Kolekcja Łozowskich w Pałacu Królewskim we Wrocławiu


Polscy kolekcjonerzy Grażyna i Jacek Łozowscy swój zbiór sztuki powojennej pokazują obecnie we wrocławskim Pałacu Królewskim, gdzie swą siedzibę ma Muzeum Miejskie. Już 2 lata temu zwiedzić można było we Wrocławiu ekspozycję przygotowaną z bogatych kolekcjonerskich zasobów na prezentowanym wówczas anonimowo pokazie "Arcydzieła malarstwa polskiego przełomu XIX i XX wieku". W lipcu obrazy z kolekcji Łozowskich wypożyczone były na wystawę Szkoły Paryskiej "Między Montmartre'em a Montparnasse'm" w katowickim Muzeum Śląskim; można tam było podziwiać m.in. "Portret damy w czarnym kapeluszu" z 1913 r. Olgi Boznańskiej oraz "Nad Sekwaną" Hanny Rudzkiej-Cybisowej.
Tym razem kolekcja, którą od pół wieku gromadzą prywatni pasjonaci i zbieracze sztuki, pokazuje spory, bo liczący ponad 130 eksponatów z zakresu malarstwa, grafiki i rysunku zbiór reprezentujący twórczość najbardziej znanych polskich artystów powojennych. Są zatem w muzealnych salach Pałacu Królewskiego prace twórców przynależnych do różnych kierunków w sztuce II połowy XX wieku. Możemy obejrzeć dzieła kapistów (Jan Cybis, Hanna Rudzka-Cybisowa), formistów (Tymon Niesiołowski), surrealistów (Zdzisław Beksiński, Jerzy Tchórzewski), klasyków abstrakcji (Henryk Stażewski, Jan Berdyszak), członków Grupy Krakowskiej (Tadeusz Kantor, Maria Jarema) czy Gruppy (Jarosław Modzelewski, Włodzimierz Pawlak).

* _Polecenia do wykonania_:
• 1. Przepisz z tekstu o kolekcji Łozowskich fragment od "Tym razem kolekcja, którą" do "Modzelewski, Włodzimierz Pawlak).", zamieniając "surrealistów" na "nadrealistów".
• 2. Od jak dawna według tekstu o kolekcji Łozowskich gromadzona jest ta kolekcja?
• 3. Dopisz dalszy ciąg tekstu o kolekcji Łozowskich, zaczynając po jego ostatnim zdaniu.
Wpisy nie mają żadnego związku z tekstem o kolekcji Łozowskich.

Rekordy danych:

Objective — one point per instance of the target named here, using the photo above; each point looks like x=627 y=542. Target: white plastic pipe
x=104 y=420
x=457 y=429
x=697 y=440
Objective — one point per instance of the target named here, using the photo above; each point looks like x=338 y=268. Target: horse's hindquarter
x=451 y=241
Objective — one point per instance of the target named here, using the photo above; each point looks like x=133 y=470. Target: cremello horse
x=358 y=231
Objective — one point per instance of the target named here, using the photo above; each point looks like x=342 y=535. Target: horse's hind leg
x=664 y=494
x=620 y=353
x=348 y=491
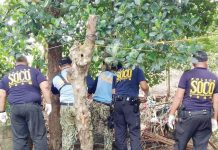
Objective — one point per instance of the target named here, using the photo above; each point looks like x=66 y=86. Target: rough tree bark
x=81 y=56
x=53 y=56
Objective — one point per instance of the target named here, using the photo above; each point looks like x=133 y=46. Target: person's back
x=195 y=100
x=128 y=80
x=199 y=84
x=126 y=106
x=103 y=92
x=23 y=86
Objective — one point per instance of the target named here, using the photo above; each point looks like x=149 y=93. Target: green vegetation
x=128 y=31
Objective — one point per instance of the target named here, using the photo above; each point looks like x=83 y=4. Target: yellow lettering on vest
x=193 y=87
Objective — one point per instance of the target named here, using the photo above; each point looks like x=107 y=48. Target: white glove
x=3 y=117
x=171 y=121
x=48 y=108
x=214 y=125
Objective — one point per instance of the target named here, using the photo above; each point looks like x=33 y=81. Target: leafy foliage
x=128 y=31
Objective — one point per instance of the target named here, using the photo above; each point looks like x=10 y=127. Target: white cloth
x=3 y=117
x=48 y=108
x=171 y=121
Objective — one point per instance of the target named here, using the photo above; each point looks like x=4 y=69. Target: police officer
x=101 y=105
x=198 y=93
x=60 y=85
x=126 y=107
x=23 y=85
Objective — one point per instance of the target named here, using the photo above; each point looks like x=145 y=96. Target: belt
x=194 y=113
x=121 y=98
x=107 y=104
x=34 y=102
x=66 y=104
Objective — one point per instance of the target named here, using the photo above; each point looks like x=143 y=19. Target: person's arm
x=177 y=100
x=215 y=106
x=3 y=96
x=44 y=86
x=144 y=86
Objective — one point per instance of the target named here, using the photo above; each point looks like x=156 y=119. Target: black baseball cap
x=199 y=56
x=64 y=61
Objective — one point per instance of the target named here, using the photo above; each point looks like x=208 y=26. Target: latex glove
x=214 y=125
x=3 y=117
x=48 y=108
x=171 y=121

* _Odpowiedzi_:
• 1.
Tym razem kolekcja, którą od pół wieku gromadzą prywatni pasjonaci i zbieracze sztuki, pokazuje spory, bo liczący ponad 130 eksponatów z zakresu malarstwa, grafiki i rysunku zbiór reprezentujący twórczość najbardziej znanych polskich artystów powojennych. Są zatem w muzealnych salach Pałacu Królewskiego prace twórców przynależnych do różnych kierunków w sztuce II połowy XX wieku. Możemy obejrzeć dzieła kapistów (Jan Cybis, Hanna Rudzka-Cybisowa), formistów (Tymon Niesiołowski), nadrealistów (Zdzisław Beksiński, Jerzy Tchórzewski), klasyków abstrakcji (Henryk Stażewski, Jan Berdyszak), członków Grupy Krakowskiej (Tadeusz Kantor, Maria Jarema) czy Gruppy (Jarosław Modzelewski, Włodzimierz Pawlak).

• 2. Od pół wieku.

• 3.
Chodząc po salach Pałacu Królewskiego można delektować się tymi wątkami w sztuce najnowszej, które nas najbardziej interesują. Nie bez powodu wystawa nosi tytuł "Wyobraźnia i rygor - polska sztuka współczesna z kolekcji Grażyny i Jacka Łozowskich". Są tu bowiem zarówno dzieła twórców sięgających w swej twórczości głęboko w podświadomość, jak surrealiści, ale i tych, którzy narzucili sobie ograniczenia celem jak najbardziej wyrafinowanej i precyzyjnej  formy abstrakcyjnej wypowiedzi, jak to miało miejsce w przypadku Henryka Stażewskiego czy Władysława Strzemińskiego.
Rozpiętość formalna i stylistyczna tych dzieł jest ogromna.  Miłośnicy wrocławskiej sztuki będą mieli okazję zobaczyć prace m.in. takich malarzy jak tragicznie zmarły w 1953 r. niesamowicie utalentowany, choć mało znany Waldemar Cwenarski czy odkryty dopiero dla szerszej publiczności nie tak dawno, intrygujący Wacław Szpakowski (w ubiegłym roku można było właśnie w tymże Pałacu Królewskim obejrzeć jego wielką indywidualną wystawę, którą tłumnie odwiedzali zdumieni wrocławianie, którzy nigdy wcześniej się z tym niezwykle oryginalnym twórcą nie spotkali). Wystawa tej części kolekcji państwa Łozowskich to w znakomitej większości pierwszy publiczny pokaz dzieł  wybitnyych artystów nigdy dotąd nie eksponowanych ani w Polsce ani za granicą.
Ekspozycja czynna będzie do 10 marca 2018 r.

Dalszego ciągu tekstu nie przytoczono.